▸ Tasks to complete
1. In the chemsex study summary, what share of the attendees asked to take part completed the questionnaire?
2. Mark each statement yes or no based on the chemsex study summary, and quote the words that decide it: (a) The study ran over a six-week period in 2016. (b) The study was published in The Lancet. (c) One in three attendees reported chemsex within the previous 12 months.
3. Put this sentence from the chemsex study summary into Spanish: "One-half had taken two drugs on their last chemsex occasion."

▸ Extracted text
Recent Irish research aimed to assess the prevalence of chemsex, associated behaviours and STIs among attendees at Ireland’s only MSM-specific sexual health clinic in Dublin, over a six-week period in 2016.2 In this study, published in the International Journal of Drugs Policy, a questionnaire was used to collect demographic data, information on sexuality and sexual practice, self-reported history of treatment for STIs, and chemsex use. Key variables independently associated with treatment for STIs over the previous 12 months were identified using multivariable logistic regression. Ninety-four per cent of attendees who were asked to take part in the study completed the questionnaire.

Among the findings, the study authors highlighted the following:

  • One in four (27%) reported engaging in chemsex within the previous 12 months.
  • One-half had taken two drugs on their last chemsex occasion.

▸ Material provided
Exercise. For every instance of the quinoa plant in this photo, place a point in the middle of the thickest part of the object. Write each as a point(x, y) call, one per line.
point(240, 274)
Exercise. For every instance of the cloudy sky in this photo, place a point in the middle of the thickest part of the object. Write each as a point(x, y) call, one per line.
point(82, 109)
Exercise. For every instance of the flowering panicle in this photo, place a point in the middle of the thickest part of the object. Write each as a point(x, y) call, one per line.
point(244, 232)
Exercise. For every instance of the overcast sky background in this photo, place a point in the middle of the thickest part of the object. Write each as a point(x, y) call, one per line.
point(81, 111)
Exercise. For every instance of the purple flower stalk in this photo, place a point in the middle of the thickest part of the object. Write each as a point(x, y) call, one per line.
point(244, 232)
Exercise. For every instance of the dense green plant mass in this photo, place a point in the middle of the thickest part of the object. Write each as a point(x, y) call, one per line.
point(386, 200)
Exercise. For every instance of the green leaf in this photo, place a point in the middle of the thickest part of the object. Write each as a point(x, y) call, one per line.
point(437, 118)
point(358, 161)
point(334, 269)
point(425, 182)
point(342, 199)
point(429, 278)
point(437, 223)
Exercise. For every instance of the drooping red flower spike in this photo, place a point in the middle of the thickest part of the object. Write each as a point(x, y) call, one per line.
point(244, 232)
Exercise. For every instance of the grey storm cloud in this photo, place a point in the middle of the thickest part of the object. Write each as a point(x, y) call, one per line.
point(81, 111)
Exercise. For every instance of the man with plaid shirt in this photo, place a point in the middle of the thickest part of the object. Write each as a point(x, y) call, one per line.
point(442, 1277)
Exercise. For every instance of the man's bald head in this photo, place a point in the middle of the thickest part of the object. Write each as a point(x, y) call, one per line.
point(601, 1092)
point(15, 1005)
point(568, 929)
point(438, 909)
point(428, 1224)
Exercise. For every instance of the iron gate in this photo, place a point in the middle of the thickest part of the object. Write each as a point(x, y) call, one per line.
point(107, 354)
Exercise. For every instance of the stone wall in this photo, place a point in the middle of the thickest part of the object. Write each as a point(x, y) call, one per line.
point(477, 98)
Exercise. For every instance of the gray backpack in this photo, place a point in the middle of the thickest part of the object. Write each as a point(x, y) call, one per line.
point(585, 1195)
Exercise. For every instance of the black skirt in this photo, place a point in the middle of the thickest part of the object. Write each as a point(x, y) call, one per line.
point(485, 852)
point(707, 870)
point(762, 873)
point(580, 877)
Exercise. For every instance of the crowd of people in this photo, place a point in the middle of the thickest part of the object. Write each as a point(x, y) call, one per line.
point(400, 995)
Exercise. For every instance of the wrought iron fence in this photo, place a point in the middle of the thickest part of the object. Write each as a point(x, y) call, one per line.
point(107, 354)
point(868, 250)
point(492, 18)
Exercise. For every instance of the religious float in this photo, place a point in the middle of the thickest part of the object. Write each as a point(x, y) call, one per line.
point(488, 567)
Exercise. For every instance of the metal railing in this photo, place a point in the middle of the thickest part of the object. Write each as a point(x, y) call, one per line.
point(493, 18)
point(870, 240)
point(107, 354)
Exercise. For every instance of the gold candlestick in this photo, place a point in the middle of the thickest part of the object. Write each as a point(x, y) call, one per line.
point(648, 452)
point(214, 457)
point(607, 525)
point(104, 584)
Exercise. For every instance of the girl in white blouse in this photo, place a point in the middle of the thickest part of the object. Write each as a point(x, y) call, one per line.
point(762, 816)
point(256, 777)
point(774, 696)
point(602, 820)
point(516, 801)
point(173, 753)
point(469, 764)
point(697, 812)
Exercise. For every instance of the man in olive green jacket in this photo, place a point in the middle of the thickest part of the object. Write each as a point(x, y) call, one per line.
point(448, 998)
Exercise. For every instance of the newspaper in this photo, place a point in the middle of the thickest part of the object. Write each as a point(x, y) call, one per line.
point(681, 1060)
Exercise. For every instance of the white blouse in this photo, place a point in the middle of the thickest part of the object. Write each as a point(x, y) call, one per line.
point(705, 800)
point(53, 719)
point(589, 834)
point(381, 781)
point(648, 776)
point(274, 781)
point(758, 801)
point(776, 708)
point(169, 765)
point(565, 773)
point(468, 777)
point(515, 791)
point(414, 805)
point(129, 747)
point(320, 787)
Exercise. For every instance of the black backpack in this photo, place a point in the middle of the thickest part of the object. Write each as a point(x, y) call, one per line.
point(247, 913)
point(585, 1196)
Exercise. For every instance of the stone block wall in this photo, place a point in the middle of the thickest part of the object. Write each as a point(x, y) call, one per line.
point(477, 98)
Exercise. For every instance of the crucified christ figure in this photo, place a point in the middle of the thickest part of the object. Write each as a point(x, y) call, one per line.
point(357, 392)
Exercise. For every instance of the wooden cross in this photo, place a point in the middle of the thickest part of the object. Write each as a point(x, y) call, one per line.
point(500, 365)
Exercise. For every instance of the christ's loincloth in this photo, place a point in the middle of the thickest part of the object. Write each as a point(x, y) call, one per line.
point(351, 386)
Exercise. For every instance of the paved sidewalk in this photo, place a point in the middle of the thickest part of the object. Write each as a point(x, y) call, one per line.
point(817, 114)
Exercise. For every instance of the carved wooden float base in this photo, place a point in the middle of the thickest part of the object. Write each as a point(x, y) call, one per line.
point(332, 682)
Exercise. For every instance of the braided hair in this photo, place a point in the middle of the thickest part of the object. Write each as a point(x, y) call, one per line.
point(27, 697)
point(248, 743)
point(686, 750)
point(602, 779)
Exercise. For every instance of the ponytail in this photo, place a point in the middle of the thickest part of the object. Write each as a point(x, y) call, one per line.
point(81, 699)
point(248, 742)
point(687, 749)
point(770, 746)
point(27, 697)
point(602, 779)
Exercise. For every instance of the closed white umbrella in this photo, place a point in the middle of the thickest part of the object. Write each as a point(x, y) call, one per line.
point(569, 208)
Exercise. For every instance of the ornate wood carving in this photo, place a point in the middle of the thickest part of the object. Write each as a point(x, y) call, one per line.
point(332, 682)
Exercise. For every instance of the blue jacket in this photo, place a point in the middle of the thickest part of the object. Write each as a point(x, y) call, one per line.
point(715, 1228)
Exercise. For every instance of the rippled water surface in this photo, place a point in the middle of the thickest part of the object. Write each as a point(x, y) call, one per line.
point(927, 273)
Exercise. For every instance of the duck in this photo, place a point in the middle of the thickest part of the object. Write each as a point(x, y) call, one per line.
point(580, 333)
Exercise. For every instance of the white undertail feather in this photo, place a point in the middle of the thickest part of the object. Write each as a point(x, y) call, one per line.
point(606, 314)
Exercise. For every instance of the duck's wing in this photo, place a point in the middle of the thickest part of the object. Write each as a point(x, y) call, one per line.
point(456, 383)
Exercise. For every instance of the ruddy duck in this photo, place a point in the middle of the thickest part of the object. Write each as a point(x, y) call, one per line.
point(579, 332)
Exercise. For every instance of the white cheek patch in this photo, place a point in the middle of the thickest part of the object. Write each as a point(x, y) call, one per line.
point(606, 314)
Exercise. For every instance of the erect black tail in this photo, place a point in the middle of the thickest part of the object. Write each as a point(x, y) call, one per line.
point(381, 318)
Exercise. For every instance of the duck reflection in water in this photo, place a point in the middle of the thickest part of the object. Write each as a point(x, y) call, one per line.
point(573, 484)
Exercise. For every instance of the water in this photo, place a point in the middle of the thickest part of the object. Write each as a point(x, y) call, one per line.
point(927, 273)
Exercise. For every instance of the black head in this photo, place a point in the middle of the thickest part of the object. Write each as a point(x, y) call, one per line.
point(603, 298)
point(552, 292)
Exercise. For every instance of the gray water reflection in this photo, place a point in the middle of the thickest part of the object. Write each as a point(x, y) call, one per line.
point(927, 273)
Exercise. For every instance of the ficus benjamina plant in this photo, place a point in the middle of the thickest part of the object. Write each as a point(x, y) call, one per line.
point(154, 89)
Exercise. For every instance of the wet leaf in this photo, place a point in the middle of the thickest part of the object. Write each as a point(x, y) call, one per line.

▸ Solutions to the problems
1. Ninety-four percent.

2.
(a) Yes: "over a six-week period in 2016"
(b) No: "published in the International Journal of Drugs Policy"
(c) No: "One in four (27%) reported engaging in chemsex within the previous 12 months."

3. La mitad había consumido dos drogas en su última ocasión de chemsex.